# Extracted data
»»
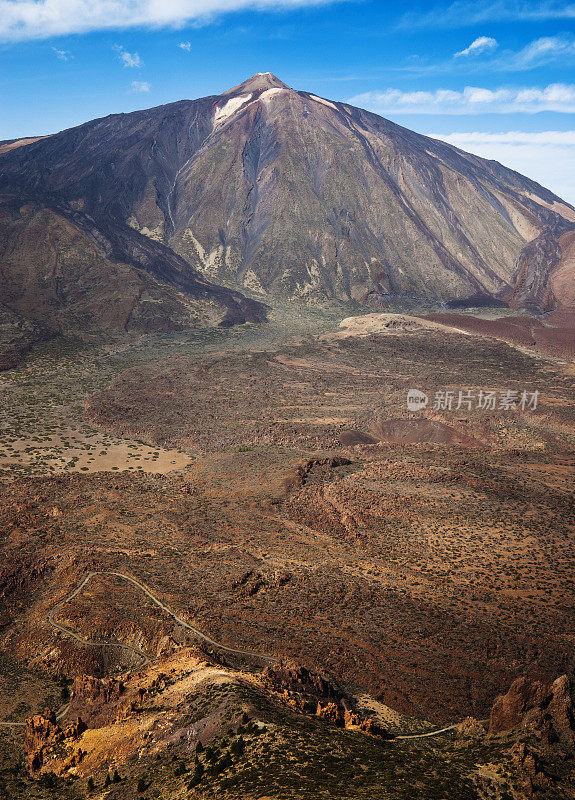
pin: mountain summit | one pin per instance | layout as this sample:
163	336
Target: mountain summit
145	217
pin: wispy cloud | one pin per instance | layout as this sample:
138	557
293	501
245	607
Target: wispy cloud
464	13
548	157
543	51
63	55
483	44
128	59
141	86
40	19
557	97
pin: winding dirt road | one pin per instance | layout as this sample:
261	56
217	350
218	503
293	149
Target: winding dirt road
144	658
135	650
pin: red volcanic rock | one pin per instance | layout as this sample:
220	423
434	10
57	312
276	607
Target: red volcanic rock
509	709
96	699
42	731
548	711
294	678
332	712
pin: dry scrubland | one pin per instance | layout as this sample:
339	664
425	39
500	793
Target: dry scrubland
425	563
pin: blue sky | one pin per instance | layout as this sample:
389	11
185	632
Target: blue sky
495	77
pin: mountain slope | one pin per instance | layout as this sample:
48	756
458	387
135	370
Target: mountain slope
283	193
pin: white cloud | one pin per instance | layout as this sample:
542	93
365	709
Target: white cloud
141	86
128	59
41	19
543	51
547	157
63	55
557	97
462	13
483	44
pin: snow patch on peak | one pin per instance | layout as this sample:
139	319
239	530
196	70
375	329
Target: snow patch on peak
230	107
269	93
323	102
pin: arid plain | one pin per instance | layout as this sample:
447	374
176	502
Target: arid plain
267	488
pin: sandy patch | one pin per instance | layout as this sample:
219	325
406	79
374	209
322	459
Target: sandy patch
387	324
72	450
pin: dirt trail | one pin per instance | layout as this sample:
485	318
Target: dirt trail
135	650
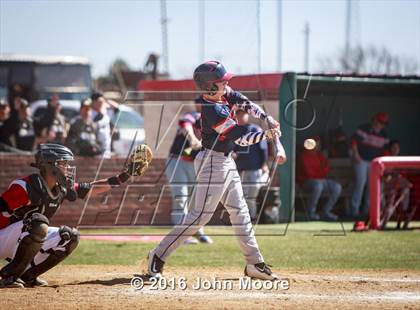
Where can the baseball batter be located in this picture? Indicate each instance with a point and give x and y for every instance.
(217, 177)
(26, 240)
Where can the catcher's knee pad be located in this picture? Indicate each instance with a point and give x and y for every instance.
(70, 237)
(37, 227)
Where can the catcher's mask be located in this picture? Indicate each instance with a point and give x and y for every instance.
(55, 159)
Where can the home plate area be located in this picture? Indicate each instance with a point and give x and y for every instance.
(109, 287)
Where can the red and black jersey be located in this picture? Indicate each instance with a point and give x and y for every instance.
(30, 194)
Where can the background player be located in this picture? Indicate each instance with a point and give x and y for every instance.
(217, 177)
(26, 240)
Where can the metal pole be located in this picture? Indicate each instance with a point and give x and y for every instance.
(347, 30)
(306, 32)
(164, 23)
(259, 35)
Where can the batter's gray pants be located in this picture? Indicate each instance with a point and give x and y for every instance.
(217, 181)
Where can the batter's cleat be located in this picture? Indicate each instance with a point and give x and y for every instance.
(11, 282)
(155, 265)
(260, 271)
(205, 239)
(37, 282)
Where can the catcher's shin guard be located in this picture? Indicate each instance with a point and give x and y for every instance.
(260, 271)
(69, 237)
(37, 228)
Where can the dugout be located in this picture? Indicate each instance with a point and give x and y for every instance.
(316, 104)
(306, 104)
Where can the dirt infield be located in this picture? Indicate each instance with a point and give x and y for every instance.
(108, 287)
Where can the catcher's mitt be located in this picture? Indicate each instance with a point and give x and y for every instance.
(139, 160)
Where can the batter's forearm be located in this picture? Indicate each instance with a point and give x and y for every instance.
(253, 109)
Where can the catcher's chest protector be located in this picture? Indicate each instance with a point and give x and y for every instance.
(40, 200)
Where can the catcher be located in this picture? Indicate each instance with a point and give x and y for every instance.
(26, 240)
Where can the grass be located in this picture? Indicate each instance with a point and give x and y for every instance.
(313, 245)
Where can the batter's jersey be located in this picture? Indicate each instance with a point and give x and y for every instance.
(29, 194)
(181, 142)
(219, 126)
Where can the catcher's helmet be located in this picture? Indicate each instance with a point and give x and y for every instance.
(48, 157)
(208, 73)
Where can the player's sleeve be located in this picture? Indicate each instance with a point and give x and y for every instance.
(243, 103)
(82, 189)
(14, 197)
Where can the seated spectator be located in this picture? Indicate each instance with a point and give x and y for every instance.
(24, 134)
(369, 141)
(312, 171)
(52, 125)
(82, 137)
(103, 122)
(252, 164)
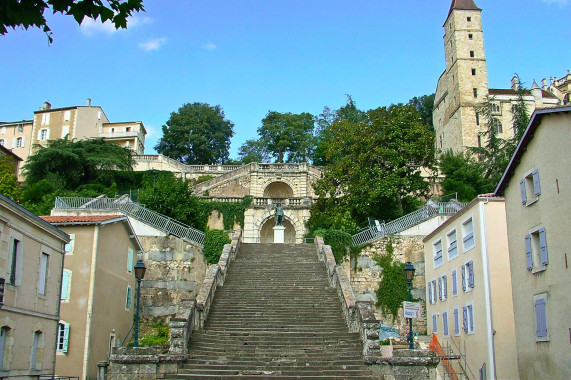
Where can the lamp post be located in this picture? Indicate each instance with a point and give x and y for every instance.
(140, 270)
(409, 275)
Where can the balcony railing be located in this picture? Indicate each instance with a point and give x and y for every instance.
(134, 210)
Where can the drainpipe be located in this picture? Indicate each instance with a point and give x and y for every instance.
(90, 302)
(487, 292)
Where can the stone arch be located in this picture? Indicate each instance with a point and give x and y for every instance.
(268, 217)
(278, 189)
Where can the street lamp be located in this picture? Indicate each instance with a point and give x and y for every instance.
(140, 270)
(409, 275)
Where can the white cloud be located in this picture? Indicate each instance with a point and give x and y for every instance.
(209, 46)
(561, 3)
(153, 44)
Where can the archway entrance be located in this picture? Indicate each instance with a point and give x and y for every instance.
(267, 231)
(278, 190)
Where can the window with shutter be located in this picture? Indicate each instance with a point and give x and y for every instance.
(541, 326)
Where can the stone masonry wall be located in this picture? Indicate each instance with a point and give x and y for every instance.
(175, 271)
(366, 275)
««
# Activity
Quote each record exactly as it stands, minus the pictures.

# Finished task
pin: mountain summit | one pin per instance | layout as this sample:
163	336
Target: mountain summit
145	217
pin: wispy cloud | one pin per instance | layout as this sample:
138	557
293	501
245	607
Target: wispy cloud
464	13
548	157
543	51
63	55
483	44
128	59
141	86
40	19
557	97
pin: winding dirt road | one pin per instance | layout as this sample:
261	56
217	350
218	503
293	149
Target: winding dirt road
144	658
135	650
pin: red volcanic rock | one pin per instance | layout as this sample:
220	423
434	10
57	312
276	607
Target: red volcanic rock
509	709
96	699
42	731
548	711
294	678
332	712
pin: dry scrubland | one pin per instance | layout as this sample:
339	664
425	39
500	793
Target: dry scrubland
425	563
pin: blue sky | one pin per instance | layout as this sample:
389	11
185	632
Target: blue sky
495	77
pin: mountain slope | one pin per instance | layout as this sample:
48	756
458	387
135	370
Target: mountain slope
283	193
pin: white cloud | one pin per instance | layout as this sample:
542	93
365	709
Target: white cloud
141	86
128	59
41	19
543	51
547	157
63	55
557	97
462	13
483	44
pin: snow patch on peak | one pin per instance | layout as this sample:
139	319
239	530
196	70
375	329
Target: snow patch on peak
230	107
269	93
323	102
pin: arid plain | one pin per instance | layout as this sample:
447	374
176	502
Target: arid plain
267	488
pin: sandy patch | one pin per instance | layout as this sample:
219	325
406	79
374	209
322	459
Target: sandy patch
387	324
72	450
pin: dirt trail | one pin per instance | layout as this sample:
485	318
Target: dirt trail
135	650
Where can the baseball batter be located in this picture? Indicate each instance with a point and give x and y for every instance.
(217, 177)
(26, 240)
Where can the catcher's knee pad be located in this picture? Indicate each instance with a point and give x and y for every instance.
(70, 237)
(37, 227)
Where can the catcher's mask be located in this picture? Indicate each instance with a point and give x and y for every instance.
(55, 159)
Where can the home plate area be located in this picture? Indicate each instance with a point and give x and y for every instance.
(109, 287)
Where can the red and black jersey be located in this picture? Indicate each instance with a point and give x and y for every instance.
(30, 194)
Where can the background player be located in this picture? Indicate each instance with a point and give x and y for every instance.
(217, 177)
(26, 240)
Where can the metal pole be located in this picture? Indicate each instance with a point and give x and y for every instance.
(347, 30)
(306, 32)
(164, 23)
(259, 35)
Where can the batter's gray pants be located in this picture? Indicate each instance with a point and give x and y for every instance.
(217, 181)
Where can the batter's cleat be located in this picture? Indicate each instance with a point and give x and y for every instance.
(11, 282)
(155, 265)
(260, 271)
(205, 239)
(37, 282)
Where can the catcher's shin guard be located in this picture? Indicate each instance with a point and give x and y for every instance.
(260, 271)
(69, 237)
(37, 228)
Where can the dugout be located in this picture? Indicate each instance with a point and give x and y for every instance.
(316, 104)
(306, 104)
Where can the dirt infield be located in this picture? Indicate each instance with a point and give x and y for every instance.
(108, 287)
Where can the catcher's mitt be located in this picture? Indicate each instance with a point and give x and y for every instance.
(139, 160)
Where can the batter's forearm be located in this picture? Indicate each instance with a point and give x and y for every instance.
(253, 109)
Where can the catcher's chest protector be located in this picture? Indicate each instance with a point and give x and y for every instance.
(40, 200)
Where can the catcher be located in this picture? Indicate each instance with a point and give x and y for every instance.
(26, 240)
Where can the grass be located in this picture? Indicate each instance with a point and give x and y for every instance.
(313, 245)
Where can the batter's jersey be located in this picture? Indicate each instance with a point and give x and y for every instance.
(29, 194)
(181, 142)
(219, 126)
Where can the catcher's helmet be located in this picture? Indicate each instance with a point and give x and y for every instance.
(48, 157)
(208, 73)
Where can the player's sleeve be located in this picture? Indicate each instance with a point and give x and y for every instance.
(243, 103)
(82, 189)
(14, 197)
Where can the seated spectator be located in this picture? Indicate each instance with a point and give x and y for every instance.
(24, 134)
(369, 141)
(312, 171)
(52, 125)
(82, 137)
(103, 122)
(252, 164)
Where can the lamp post be located in this picture? Indicate each instance with a point and give x and y for every instance.
(140, 270)
(409, 275)
Where can the balcony railing be located in this picture? Indicate each instance with a point and give x and y for every instance.
(134, 210)
Where can the drainpipe be located in this picture? Indicate each instance with a point and give x and y for every instance.
(90, 302)
(487, 292)
Where can the stone arch be located in this picture? Indicate each instance with a point and give x and y for every instance.
(268, 217)
(278, 189)
Where can the street lamp be located in this picture? Indicate each instance with a point and give x and y for every instance.
(140, 270)
(409, 275)
Where can the white cloud be located in this picture? Indicate each instance with a point and give x and y for every instance.
(209, 46)
(561, 3)
(153, 44)
Where can the archway entrance be located in this picture? Indicate each instance with a point and give x and y for every instance.
(267, 231)
(278, 190)
Where can the window with shutter be located in this picture? Indicate each instance with a point and give x and y for every instance.
(541, 326)
Where can the stone masonry wall be located in this picture? Indicate each instance with a point and give x and y for every instance.
(175, 271)
(366, 275)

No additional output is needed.